What to do:
What follows is data; output all of it exactly as given.
^^^^^^^^
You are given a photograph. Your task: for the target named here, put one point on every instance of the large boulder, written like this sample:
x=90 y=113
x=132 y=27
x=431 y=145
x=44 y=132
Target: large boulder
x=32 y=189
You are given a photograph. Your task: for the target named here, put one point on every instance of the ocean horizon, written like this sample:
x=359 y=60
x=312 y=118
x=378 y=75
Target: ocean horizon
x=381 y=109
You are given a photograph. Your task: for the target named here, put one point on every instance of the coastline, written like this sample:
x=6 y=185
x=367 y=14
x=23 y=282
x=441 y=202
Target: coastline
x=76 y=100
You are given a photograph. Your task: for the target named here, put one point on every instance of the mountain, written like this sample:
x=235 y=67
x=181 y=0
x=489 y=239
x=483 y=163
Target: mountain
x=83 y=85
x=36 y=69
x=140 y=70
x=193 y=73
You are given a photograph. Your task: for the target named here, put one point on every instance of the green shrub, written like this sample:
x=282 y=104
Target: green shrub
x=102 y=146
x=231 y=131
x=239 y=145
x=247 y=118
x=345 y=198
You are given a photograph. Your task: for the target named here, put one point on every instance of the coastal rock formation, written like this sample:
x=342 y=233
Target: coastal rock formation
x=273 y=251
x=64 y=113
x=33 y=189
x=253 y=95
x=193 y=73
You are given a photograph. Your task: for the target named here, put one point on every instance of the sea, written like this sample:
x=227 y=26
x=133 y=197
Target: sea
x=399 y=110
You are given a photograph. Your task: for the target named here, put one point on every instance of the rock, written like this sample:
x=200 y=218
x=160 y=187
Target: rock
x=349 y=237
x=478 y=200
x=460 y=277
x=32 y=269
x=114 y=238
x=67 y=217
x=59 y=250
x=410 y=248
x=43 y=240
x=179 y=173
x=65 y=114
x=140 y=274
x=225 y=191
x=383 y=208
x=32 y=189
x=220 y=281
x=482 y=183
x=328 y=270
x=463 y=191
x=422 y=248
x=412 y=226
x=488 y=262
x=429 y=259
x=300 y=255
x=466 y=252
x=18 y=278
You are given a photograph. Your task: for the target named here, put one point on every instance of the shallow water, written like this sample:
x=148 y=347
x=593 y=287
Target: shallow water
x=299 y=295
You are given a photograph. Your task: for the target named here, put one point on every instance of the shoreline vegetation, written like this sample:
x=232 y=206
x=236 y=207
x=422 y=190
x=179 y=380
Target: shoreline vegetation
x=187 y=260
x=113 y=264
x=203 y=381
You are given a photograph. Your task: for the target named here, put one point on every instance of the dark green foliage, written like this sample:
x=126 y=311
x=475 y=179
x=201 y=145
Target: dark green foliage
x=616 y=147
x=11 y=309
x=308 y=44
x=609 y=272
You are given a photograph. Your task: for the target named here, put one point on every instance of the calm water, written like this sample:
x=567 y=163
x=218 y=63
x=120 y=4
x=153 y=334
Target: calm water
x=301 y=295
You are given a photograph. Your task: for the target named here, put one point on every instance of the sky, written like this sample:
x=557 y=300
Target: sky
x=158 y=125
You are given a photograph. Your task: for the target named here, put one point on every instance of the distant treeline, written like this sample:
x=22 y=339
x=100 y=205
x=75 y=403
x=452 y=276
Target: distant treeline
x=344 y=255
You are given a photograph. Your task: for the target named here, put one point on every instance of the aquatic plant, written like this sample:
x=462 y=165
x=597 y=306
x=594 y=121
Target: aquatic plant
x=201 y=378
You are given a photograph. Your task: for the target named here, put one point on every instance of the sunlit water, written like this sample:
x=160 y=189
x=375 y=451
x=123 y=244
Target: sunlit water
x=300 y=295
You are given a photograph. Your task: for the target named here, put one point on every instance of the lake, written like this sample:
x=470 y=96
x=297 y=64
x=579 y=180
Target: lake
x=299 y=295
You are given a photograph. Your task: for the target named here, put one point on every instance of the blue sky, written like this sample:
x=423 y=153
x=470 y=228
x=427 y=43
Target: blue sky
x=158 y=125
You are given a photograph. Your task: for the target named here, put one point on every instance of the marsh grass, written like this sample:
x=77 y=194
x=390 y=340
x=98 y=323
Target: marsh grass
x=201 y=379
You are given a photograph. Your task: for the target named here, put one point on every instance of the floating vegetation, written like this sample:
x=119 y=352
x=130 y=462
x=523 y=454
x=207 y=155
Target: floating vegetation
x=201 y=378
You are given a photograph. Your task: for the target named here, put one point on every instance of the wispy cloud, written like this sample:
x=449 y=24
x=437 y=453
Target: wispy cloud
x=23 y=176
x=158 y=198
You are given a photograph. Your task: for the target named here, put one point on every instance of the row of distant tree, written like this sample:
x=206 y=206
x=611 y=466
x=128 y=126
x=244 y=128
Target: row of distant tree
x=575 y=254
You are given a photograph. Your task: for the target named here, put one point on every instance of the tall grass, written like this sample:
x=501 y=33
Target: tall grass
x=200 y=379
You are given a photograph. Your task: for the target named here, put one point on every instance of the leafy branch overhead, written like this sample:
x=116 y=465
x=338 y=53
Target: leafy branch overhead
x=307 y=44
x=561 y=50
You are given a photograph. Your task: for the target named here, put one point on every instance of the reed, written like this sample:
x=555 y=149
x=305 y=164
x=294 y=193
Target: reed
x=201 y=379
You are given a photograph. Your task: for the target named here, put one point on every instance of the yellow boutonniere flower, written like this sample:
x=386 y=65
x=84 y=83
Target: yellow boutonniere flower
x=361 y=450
^^^^^^^^
Exercise answer:
You are given a photograph. Your task: for the target named here, put one point on every instance of the large boulder, written like this sample:
x=90 y=113
x=132 y=27
x=431 y=145
x=44 y=132
Target: large boulder
x=32 y=189
You are given a photograph. Your task: for the target named here, put one point on every instance of the ocean horizon, written like this sample:
x=359 y=60
x=312 y=118
x=378 y=75
Target: ocean horizon
x=381 y=109
You are given a photograph. Your task: for the target named here, put one point on every instance of the coastline, written like this sample:
x=6 y=185
x=367 y=14
x=23 y=282
x=441 y=202
Target: coastline
x=76 y=100
You are given a photograph. Your task: for the target named here, put one point on every instance of the mountain, written like this sample:
x=235 y=67
x=181 y=0
x=489 y=239
x=483 y=163
Target: mountain
x=83 y=85
x=36 y=69
x=140 y=70
x=193 y=73
You are given a photograph. Your task: for the target named here, put one point on every instance of the green shrub, written like this sample:
x=282 y=104
Target: green shrub
x=102 y=146
x=231 y=131
x=239 y=145
x=247 y=118
x=345 y=198
You are given a photograph. Your task: for the target named here, put one point on every instance of the coastal rock formation, written like this sample:
x=342 y=233
Target: coastal rock formation
x=273 y=251
x=64 y=113
x=33 y=189
x=253 y=95
x=193 y=73
You are given a photograph. Your task: for the target named here, put one point on every instance of the sea, written like this sample:
x=227 y=26
x=133 y=197
Target: sea
x=399 y=110
You are given a photograph. Your task: for the target named here, put one point on every instance of the rock, written like this sample:
x=200 y=218
x=160 y=187
Target: rock
x=349 y=237
x=478 y=200
x=460 y=277
x=32 y=269
x=114 y=238
x=67 y=217
x=59 y=250
x=410 y=248
x=43 y=240
x=179 y=173
x=65 y=114
x=140 y=274
x=225 y=191
x=383 y=208
x=32 y=189
x=220 y=281
x=482 y=183
x=328 y=270
x=463 y=191
x=422 y=248
x=412 y=226
x=488 y=262
x=429 y=259
x=300 y=255
x=466 y=252
x=18 y=278
You are given a photograph. Your task: for the target named here, put one point on every instance of the shallow water, written like this sample:
x=148 y=347
x=593 y=287
Target: shallow water
x=299 y=295
You are given a photograph. Your task: for the target named here, put one point on every instance of the shoreline vegetation, written like this sample:
x=232 y=206
x=236 y=207
x=422 y=190
x=179 y=380
Target: shoreline vegetation
x=187 y=260
x=113 y=264
x=203 y=381
You are given a photograph. Your task: for the target named here, put one point on every instance of the dark green foliage, written like this sample:
x=126 y=311
x=475 y=179
x=201 y=145
Target: dark green foliage
x=616 y=147
x=11 y=309
x=308 y=44
x=609 y=272
You are given a photograph. Your task: for the target named here, put one point on every instance of the calm water, written like this sample:
x=567 y=163
x=218 y=63
x=120 y=4
x=153 y=334
Target: calm water
x=301 y=295
You are given a photograph. Your task: for the target named here, put one point on every instance of the sky, written like this sample:
x=557 y=300
Target: sky
x=158 y=125
You are given a photograph. Your task: for the target named here, put one point on every instance of the distant treeline, written like this sample:
x=22 y=339
x=100 y=205
x=75 y=403
x=452 y=276
Target: distant treeline
x=344 y=255
You are given a photograph. Your task: for the target named here, put one point on every instance of the aquatic plant, written like this sample:
x=462 y=165
x=597 y=306
x=594 y=121
Target: aquatic plant
x=201 y=378
You are given a photograph. Your task: for the target named here, put one point on every instance of the sunlit water, written like this sample:
x=160 y=189
x=375 y=451
x=123 y=244
Target: sunlit water
x=300 y=295
You are given a photograph. Your task: for the target named here, put one point on every instance of the lake, written like this sample:
x=470 y=96
x=297 y=64
x=579 y=180
Target: lake
x=299 y=295
You are given a photograph. Your task: for the target named here, put one point on every instance of the blue sky, written like this sample:
x=423 y=153
x=470 y=228
x=427 y=43
Target: blue sky
x=158 y=125
You are given a photograph. Your task: for the target named here, put one point on every instance of the marsh grass, written like this sample:
x=77 y=194
x=390 y=340
x=98 y=323
Target: marsh grass
x=201 y=379
You are given a photograph. Your task: for the target named here, put one point on every instance of the floating vegetation, written like this sample:
x=119 y=352
x=130 y=462
x=523 y=454
x=207 y=155
Target: floating vegetation
x=201 y=378
You are given a photograph. Your task: for the target named here, put one point on every instance of the wispy cloud, written like this sample:
x=449 y=24
x=437 y=453
Target: wispy cloud
x=23 y=176
x=158 y=198
You are given a photograph. Your task: for the target named here, put one point on every instance of the row of distant tree, written like this sample:
x=206 y=206
x=611 y=466
x=128 y=126
x=244 y=128
Target: row of distant tree
x=575 y=254
You are given a photograph. Your task: for the target named here, put one point on every instance of the tall grass, written like this sample:
x=501 y=33
Target: tall grass
x=200 y=379
You are given a photograph. Your task: for the target named here, put one point on every instance of the leafy branch overhead, written like this sample:
x=116 y=465
x=338 y=53
Target: leafy branch overhead
x=307 y=44
x=561 y=50
You are given a photograph. Your task: for the target named here, put one point on every instance of the reed, written like this sample:
x=555 y=149
x=305 y=164
x=294 y=193
Target: reed
x=201 y=379
You are given a photograph. Your task: for the target named here, put one point on every instance of the yellow boutonniere flower, written like this sample:
x=386 y=65
x=84 y=83
Target: yellow boutonniere flower
x=361 y=450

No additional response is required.